==== Materials provided ====

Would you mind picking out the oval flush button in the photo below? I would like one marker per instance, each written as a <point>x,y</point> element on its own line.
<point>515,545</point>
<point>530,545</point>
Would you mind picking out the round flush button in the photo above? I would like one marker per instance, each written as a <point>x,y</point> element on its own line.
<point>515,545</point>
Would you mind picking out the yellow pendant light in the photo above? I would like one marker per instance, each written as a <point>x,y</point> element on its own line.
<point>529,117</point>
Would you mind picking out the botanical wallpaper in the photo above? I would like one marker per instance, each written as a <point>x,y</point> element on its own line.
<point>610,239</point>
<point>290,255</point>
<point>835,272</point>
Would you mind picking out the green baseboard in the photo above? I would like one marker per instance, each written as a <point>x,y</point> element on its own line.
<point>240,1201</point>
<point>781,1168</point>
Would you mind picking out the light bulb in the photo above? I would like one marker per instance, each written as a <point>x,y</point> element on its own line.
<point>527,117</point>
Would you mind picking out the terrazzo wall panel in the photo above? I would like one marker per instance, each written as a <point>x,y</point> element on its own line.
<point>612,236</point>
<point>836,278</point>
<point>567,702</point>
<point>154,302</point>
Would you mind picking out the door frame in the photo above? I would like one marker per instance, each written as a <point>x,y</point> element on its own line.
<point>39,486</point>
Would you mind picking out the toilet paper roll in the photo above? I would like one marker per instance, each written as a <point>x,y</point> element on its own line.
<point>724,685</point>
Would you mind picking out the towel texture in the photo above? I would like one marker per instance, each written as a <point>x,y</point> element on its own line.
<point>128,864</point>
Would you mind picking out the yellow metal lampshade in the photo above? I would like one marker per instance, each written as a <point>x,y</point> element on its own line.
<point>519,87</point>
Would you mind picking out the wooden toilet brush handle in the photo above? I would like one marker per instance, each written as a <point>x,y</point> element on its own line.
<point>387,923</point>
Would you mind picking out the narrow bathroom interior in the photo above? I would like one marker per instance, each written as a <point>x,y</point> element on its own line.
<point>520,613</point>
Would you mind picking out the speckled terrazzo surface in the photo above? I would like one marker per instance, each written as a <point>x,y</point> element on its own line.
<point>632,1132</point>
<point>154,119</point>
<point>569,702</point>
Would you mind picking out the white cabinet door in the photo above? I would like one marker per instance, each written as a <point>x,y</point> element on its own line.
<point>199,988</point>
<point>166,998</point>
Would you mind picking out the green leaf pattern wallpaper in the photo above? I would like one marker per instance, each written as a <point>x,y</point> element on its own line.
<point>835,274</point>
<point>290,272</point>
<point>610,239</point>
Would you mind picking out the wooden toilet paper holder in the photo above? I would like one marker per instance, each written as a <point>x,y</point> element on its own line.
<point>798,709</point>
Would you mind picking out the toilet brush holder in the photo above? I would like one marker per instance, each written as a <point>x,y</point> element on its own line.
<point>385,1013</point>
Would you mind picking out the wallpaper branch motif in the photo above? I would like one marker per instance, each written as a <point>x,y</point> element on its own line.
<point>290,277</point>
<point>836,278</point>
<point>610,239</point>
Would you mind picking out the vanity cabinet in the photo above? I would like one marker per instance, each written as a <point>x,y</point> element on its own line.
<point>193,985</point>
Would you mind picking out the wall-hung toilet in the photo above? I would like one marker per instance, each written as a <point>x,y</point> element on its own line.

====

Task brief:
Write out the lines above exactly, but only from the one containing "Would you mind picking out the vanity" through the last one.

Answer to the exercise:
Would you mind picking out the vanity cabinet in the photo above? I would like one marker per instance, each written as a <point>x,y</point> element on its own line.
<point>193,985</point>
Would you mind picking out the wall-hung toilet in the photo above? I would like one marker per instance, each written as a <point>x,y</point> element on its own line.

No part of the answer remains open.